(Records excerpted from a collection)
----

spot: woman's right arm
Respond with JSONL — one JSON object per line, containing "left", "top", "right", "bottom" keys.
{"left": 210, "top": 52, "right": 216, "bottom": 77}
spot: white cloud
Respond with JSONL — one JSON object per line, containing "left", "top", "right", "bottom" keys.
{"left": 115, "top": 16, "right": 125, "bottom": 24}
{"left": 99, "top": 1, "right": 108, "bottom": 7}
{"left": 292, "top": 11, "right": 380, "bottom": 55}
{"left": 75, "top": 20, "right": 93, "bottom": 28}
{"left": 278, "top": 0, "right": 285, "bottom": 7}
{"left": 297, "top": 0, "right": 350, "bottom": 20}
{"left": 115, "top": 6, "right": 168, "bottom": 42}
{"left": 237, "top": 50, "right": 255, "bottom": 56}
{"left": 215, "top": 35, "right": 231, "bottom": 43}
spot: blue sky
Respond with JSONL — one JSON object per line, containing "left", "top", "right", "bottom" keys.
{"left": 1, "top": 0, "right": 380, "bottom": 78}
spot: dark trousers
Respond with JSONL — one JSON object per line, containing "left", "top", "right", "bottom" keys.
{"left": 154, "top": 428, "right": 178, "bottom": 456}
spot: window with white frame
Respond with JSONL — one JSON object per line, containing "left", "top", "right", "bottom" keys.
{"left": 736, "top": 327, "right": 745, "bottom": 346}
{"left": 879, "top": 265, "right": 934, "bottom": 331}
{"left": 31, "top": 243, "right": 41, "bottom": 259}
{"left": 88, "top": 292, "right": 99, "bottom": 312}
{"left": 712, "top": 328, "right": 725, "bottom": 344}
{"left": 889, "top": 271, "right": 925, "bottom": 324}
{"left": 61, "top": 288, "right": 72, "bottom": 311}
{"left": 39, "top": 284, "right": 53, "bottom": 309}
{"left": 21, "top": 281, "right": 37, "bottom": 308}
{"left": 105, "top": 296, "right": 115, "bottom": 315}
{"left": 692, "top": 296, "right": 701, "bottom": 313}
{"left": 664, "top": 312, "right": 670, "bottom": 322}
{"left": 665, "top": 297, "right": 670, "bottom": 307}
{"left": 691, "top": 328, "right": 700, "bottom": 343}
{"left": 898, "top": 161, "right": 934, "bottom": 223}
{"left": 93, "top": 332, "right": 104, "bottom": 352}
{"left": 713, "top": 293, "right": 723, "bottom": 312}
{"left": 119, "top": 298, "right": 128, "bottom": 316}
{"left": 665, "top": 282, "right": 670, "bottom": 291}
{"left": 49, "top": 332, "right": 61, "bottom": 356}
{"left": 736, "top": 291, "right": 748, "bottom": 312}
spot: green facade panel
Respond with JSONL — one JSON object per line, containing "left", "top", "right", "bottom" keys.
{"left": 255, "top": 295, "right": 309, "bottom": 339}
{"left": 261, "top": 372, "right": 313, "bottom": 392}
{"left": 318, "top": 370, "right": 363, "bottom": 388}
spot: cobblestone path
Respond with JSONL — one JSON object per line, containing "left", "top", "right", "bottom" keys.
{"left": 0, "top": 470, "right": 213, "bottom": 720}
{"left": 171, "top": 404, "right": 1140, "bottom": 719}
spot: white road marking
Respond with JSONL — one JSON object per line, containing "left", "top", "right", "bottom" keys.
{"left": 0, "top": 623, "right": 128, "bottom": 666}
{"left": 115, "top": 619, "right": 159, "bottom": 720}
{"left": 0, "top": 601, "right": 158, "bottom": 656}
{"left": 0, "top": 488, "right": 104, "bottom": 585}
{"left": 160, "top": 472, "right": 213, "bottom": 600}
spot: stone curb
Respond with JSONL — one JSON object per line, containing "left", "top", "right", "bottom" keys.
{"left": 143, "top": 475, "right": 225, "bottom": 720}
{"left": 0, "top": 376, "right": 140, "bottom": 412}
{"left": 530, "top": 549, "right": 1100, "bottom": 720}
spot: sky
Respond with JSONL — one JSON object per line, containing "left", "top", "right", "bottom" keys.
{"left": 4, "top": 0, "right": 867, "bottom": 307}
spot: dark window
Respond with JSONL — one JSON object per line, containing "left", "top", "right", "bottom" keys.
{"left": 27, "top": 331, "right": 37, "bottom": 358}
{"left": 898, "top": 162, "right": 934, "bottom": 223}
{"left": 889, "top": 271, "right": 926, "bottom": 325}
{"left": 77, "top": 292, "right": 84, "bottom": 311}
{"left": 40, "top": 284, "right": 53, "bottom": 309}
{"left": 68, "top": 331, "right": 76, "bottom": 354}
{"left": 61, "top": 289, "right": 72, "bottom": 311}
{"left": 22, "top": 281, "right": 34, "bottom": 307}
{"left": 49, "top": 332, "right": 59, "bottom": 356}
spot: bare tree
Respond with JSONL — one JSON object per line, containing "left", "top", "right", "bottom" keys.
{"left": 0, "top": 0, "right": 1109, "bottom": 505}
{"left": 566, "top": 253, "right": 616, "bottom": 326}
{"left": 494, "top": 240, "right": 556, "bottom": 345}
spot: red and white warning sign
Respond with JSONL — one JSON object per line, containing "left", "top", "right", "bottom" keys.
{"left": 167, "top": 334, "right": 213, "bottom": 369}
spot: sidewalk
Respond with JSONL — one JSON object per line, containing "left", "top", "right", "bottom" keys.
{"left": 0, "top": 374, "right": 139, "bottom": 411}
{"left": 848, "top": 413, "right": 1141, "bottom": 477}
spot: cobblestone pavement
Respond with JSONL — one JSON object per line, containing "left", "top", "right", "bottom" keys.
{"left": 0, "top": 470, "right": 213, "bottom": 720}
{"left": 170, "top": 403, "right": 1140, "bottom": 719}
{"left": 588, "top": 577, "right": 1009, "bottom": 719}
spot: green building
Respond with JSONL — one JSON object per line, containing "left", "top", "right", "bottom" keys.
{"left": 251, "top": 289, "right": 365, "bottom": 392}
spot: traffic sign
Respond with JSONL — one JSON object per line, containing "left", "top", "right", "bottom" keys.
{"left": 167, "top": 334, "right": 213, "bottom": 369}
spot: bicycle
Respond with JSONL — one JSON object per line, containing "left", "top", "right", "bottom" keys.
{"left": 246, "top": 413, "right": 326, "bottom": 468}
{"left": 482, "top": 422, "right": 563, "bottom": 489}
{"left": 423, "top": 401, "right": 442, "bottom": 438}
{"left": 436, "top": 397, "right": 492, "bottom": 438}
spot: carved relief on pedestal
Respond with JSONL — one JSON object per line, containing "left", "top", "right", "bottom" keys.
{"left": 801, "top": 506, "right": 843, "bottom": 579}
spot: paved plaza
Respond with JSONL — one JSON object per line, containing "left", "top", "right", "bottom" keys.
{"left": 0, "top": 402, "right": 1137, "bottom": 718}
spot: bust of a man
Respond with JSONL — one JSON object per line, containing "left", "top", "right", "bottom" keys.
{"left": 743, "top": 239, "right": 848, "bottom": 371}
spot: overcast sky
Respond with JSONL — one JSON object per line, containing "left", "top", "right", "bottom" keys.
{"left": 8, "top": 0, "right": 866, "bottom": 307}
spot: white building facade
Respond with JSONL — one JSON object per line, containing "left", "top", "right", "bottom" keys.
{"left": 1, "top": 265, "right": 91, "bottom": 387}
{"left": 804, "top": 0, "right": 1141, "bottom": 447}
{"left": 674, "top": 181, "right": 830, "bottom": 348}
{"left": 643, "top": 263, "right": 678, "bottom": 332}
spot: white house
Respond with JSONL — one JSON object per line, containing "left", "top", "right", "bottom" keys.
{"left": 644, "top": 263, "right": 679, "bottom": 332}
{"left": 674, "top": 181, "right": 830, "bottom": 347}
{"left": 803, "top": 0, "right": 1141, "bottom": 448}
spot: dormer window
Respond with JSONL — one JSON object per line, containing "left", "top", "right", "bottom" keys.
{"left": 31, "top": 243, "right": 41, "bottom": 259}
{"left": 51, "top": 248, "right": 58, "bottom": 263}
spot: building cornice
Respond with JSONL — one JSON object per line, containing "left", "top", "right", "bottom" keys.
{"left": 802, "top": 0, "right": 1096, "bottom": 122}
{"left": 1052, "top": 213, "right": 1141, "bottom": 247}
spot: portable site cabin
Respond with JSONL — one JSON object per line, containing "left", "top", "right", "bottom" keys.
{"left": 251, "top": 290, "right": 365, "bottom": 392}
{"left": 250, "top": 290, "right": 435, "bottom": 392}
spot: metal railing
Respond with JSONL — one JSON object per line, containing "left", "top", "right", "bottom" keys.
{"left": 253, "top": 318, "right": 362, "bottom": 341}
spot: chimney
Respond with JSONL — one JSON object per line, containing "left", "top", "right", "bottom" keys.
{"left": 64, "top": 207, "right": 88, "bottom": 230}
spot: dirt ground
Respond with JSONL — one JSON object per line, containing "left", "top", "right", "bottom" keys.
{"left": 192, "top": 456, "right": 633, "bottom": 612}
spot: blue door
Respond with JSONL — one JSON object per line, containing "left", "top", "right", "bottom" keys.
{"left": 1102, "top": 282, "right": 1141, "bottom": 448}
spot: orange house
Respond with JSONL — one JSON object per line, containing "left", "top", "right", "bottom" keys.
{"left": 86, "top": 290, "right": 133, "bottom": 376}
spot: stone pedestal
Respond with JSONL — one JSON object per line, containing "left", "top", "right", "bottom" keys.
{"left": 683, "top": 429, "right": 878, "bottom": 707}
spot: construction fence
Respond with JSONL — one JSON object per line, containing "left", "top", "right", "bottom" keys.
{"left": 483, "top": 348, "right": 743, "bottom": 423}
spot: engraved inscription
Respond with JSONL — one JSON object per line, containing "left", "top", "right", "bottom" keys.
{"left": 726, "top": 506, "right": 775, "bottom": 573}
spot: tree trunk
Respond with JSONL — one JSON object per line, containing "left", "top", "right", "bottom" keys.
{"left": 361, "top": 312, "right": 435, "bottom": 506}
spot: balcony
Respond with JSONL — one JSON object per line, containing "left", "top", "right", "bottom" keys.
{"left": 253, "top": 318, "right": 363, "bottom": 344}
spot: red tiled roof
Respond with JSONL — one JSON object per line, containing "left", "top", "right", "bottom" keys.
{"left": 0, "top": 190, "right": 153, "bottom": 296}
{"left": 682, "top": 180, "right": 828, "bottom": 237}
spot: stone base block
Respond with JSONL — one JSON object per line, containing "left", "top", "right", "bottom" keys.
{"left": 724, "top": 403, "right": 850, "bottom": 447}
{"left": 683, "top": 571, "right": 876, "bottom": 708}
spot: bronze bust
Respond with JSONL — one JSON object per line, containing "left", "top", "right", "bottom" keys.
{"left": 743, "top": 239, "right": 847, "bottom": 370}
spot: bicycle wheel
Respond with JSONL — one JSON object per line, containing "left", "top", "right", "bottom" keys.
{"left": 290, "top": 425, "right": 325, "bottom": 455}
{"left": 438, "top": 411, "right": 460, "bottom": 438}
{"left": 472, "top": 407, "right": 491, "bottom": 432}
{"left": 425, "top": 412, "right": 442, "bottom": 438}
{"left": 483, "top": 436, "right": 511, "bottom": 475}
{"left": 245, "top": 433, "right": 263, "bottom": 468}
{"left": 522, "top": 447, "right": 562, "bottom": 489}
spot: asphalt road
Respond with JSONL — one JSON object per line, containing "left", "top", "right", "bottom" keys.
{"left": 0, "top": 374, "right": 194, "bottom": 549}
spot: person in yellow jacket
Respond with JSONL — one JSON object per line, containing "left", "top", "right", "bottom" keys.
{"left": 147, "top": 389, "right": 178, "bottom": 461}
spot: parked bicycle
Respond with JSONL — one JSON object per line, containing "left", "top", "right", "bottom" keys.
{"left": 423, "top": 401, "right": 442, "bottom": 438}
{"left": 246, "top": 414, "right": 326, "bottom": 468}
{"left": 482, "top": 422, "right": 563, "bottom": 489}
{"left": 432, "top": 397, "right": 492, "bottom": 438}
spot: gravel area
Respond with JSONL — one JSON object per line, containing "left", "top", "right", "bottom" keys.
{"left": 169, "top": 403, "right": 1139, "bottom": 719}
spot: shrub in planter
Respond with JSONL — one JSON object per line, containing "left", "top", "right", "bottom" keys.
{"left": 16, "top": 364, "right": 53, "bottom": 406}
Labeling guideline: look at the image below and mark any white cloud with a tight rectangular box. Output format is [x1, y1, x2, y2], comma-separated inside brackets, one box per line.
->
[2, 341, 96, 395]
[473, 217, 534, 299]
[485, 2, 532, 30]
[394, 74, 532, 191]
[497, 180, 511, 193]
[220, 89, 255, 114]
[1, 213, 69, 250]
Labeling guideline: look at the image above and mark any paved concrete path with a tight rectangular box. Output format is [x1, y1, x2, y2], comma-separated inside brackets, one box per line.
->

----

§ **EXERCISE OBJECTIVE**: Each line of the records that holds the word "format" should be copied out.

§ **TASK ANSWER**:
Labeling guideline: look at the image below and mark any white cloud with a tight rectangular box. Output format is [x1, y1, x2, y2], comma-separated inside brackets, one box per line.
Labeling guideline: look at the image above and mark any paved concrete path with a tight rectangular box. Output format is [x1, y1, x2, y2], comma-separated inside brackets, one box per line.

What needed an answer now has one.